Pick out each line in the rows below that contains the string "street" and copy those lines out unchanged.

Items from a data source:

━━━━━━━━━━━━━━━━━━━━━━━━━━━━━━

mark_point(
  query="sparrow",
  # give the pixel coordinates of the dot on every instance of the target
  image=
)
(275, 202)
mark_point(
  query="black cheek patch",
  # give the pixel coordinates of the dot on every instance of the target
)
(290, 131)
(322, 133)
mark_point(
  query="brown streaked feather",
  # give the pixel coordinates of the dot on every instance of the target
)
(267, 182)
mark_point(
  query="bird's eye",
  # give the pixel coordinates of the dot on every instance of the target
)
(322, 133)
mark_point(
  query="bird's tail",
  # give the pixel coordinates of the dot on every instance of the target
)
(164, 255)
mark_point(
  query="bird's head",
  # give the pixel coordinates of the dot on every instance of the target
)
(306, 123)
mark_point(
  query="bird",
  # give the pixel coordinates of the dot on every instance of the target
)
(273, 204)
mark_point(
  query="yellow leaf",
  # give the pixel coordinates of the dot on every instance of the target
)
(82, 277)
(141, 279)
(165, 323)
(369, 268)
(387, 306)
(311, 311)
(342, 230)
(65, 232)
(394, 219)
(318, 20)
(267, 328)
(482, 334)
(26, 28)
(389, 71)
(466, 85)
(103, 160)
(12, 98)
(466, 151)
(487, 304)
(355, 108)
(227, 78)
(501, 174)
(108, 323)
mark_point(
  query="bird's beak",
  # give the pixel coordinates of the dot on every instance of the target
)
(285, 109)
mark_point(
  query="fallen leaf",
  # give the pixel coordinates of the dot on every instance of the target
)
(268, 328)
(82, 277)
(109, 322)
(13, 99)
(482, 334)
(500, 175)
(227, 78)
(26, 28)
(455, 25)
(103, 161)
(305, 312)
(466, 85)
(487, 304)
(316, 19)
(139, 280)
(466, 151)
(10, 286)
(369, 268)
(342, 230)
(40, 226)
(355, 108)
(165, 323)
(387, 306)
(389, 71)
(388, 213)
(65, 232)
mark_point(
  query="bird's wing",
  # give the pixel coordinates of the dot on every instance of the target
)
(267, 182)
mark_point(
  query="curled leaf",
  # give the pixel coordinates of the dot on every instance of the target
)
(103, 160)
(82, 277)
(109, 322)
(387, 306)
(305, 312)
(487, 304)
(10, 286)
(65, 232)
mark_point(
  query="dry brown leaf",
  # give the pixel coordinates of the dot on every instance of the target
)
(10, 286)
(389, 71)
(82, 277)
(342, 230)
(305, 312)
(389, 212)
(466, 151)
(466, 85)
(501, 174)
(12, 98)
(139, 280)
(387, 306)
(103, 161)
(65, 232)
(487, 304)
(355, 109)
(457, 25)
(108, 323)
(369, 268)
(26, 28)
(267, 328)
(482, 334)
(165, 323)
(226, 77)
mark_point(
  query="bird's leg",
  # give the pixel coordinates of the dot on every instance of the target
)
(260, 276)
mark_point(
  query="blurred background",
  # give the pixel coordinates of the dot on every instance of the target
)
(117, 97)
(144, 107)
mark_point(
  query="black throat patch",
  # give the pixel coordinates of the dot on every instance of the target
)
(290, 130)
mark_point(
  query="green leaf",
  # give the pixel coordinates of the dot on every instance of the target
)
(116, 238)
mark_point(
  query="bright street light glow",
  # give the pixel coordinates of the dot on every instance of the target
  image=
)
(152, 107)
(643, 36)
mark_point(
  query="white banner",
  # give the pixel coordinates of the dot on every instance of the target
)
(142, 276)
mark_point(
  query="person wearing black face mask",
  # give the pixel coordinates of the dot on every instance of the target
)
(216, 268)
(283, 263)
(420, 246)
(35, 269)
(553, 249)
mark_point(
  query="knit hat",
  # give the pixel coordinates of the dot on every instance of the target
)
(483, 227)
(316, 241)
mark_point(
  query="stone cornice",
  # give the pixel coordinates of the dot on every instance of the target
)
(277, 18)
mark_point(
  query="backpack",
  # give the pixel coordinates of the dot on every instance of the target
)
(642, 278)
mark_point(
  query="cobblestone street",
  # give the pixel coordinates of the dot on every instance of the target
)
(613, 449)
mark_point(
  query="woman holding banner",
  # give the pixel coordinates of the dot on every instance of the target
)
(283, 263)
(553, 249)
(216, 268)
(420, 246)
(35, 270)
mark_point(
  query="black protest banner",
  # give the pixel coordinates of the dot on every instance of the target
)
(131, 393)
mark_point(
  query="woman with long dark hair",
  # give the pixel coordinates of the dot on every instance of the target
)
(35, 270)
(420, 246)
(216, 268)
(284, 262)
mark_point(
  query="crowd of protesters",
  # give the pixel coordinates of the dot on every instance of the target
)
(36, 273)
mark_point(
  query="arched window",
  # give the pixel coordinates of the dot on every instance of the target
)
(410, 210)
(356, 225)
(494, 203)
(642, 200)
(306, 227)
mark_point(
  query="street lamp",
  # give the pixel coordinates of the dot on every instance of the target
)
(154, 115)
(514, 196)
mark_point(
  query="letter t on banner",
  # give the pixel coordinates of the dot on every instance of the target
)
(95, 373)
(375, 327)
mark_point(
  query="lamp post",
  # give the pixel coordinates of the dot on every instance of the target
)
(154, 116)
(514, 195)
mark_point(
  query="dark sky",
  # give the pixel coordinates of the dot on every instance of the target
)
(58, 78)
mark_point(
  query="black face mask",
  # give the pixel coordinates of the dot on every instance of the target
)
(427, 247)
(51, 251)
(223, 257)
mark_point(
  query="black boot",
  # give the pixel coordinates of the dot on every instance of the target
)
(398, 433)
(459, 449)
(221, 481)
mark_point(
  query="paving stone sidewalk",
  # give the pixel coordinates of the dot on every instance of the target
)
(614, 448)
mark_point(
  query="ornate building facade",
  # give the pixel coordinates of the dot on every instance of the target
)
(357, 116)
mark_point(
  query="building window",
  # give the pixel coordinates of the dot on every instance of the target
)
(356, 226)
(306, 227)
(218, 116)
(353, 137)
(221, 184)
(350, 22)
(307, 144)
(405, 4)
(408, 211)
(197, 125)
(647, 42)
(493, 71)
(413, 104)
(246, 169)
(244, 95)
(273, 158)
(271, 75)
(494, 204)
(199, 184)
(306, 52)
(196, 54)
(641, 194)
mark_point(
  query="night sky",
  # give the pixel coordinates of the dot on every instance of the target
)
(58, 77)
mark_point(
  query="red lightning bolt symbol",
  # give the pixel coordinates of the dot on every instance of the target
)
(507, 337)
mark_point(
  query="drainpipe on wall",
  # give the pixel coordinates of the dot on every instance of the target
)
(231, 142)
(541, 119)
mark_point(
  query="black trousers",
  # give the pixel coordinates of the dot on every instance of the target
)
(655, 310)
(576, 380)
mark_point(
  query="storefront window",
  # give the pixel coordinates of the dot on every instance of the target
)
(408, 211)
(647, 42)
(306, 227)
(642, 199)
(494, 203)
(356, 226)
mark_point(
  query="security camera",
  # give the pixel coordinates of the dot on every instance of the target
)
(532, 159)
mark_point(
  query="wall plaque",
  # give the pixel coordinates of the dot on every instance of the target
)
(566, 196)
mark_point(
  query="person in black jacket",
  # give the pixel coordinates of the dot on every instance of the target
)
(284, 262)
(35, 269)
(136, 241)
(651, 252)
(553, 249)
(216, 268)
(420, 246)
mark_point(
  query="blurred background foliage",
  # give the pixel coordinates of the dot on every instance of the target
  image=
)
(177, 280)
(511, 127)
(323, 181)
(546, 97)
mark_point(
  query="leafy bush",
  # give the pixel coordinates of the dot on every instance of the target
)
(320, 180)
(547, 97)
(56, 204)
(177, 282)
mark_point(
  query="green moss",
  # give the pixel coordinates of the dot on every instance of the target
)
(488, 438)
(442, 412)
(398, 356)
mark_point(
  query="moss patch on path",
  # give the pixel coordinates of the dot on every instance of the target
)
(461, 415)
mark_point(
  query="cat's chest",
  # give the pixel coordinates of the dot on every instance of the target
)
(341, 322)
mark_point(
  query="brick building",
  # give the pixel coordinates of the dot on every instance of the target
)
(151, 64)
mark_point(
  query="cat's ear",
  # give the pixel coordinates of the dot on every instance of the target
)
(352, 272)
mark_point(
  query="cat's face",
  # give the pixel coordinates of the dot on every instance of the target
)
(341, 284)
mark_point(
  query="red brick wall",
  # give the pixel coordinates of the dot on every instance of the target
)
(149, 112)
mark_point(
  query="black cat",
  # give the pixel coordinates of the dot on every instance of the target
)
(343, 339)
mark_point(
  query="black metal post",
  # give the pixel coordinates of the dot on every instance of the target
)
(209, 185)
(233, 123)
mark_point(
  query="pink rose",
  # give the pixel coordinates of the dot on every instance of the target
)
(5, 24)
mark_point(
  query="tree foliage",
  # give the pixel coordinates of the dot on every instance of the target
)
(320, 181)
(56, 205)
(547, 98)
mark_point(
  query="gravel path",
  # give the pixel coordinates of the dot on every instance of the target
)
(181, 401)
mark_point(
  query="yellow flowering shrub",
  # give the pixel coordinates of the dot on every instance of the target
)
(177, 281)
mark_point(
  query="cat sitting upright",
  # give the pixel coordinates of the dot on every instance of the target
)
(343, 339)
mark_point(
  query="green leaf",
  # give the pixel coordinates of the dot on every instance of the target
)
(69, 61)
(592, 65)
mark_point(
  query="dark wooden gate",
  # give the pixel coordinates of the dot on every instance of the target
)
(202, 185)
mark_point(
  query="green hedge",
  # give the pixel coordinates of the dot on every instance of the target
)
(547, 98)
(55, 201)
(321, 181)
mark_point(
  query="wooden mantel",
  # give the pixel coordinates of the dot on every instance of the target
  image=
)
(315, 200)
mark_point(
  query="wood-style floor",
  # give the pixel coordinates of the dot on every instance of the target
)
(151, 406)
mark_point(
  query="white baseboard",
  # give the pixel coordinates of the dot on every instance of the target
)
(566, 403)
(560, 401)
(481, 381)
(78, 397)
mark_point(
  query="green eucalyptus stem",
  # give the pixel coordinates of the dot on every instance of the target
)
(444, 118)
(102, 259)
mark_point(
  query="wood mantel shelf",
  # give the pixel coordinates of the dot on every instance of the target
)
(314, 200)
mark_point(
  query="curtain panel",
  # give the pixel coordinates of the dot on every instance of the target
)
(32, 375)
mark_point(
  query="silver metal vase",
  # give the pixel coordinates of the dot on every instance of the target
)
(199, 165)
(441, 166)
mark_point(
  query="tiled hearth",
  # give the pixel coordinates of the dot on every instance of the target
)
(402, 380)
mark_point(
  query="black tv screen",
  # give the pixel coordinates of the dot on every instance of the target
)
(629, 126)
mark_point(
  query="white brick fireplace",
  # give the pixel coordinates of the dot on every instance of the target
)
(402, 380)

━━━━━━━━━━━━━━━━━━━━━━━━━━━━━━

> **SOLUTION TO THIS EXERCISE**:
  query="bright street light glow",
  query="cobblestone street",
  query="street lamp",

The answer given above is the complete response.